● EXTRAIT
────────────────────

Entretien – Enjeux géopolitiques et stratégiques des bases militaires avancées, avec Morgan Paglia

Entretien – Enjeux géopolitiques et stratégiques des bases militaires avancées, avec Morgan Paglia

Par Morgan Paglia* – Mars attaque – Publié le 21 juillet 2020
*Chercheur au Centre des Etudes de Sécurité de l’IFRI, Morgan Paglia a publié récemment une étude sur les bases militaires avancées (après, notamment, deux études co-écrites sur les proxys de l’Iran au Moyen-Orient, et l’avenir de la stratégie française de présence et de souveraineté). Il a bien voulu répondre à quelques une de nos questions à ce sujet (co-publiées sur le blog Ultima Ratio). Nous le remercions. 

1/ Quelle « prise en tenaille », géopolitique et technologique, menacerait aujourd’hui les bases avancées à l’étranger ? Quelle est d’ailleurs la menace principale ? 
Géopolitiquement et stratégiquement, il me semble prématuré de parler de « prise en tenaille » car chaque base a une position spécifique et doit donc faire l’objet d’une analyse particulière en fonction du théâtre d’opération et des menaces éventuelles. En revanche, il est certain que l’équation stratégique dans laquelle s’inséraient les bases avancées depuis la fin de la Guerre froide est en train de changer et, avec elle, le rapport coût/bénéfice de l’accès stratégique qu’elles permettent d’obtenir.

────────────────────

● ITEMS RÉPERTORIÉS
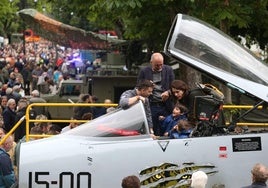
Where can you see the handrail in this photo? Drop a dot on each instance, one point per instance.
(239, 106)
(12, 130)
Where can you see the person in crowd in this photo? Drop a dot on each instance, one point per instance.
(131, 182)
(2, 131)
(44, 126)
(9, 115)
(79, 111)
(35, 98)
(161, 75)
(11, 80)
(16, 92)
(259, 176)
(99, 110)
(179, 112)
(182, 129)
(21, 111)
(199, 179)
(36, 72)
(3, 102)
(27, 77)
(6, 168)
(141, 92)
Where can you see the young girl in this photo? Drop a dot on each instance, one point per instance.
(178, 113)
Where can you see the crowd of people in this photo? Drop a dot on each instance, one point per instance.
(25, 73)
(167, 101)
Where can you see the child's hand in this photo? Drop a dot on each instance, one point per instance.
(175, 127)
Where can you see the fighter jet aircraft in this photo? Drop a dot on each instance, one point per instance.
(102, 152)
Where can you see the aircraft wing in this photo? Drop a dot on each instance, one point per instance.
(64, 34)
(209, 50)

────────────────────

● VOTRE CONSIGNE
Recopiez à l'identique le passage de l'entretien qui va de « Géopolitiquement et stratégiquement, il » jusqu'à « qu’elles permettent d’obtenir. ». Les items n'ont aucun rôle dans cet exercice.

● CORRIGÉ
Géopolitiquement et stratégiquement, il me semble prématuré de parler de « prise en tenaille » car chaque base a une position spécifique et doit donc faire l’objet d’une analyse particulière en fonction du théâtre d’opération et des menaces éventuelles. En revanche, il est certain que l’équation stratégique dans laquelle s’inséraient les bases avancées depuis la fin de la Guerre froide est en train de changer et, avec elle, le rapport coût/bénéfice de l’accès stratégique qu’elles permettent d’obtenir.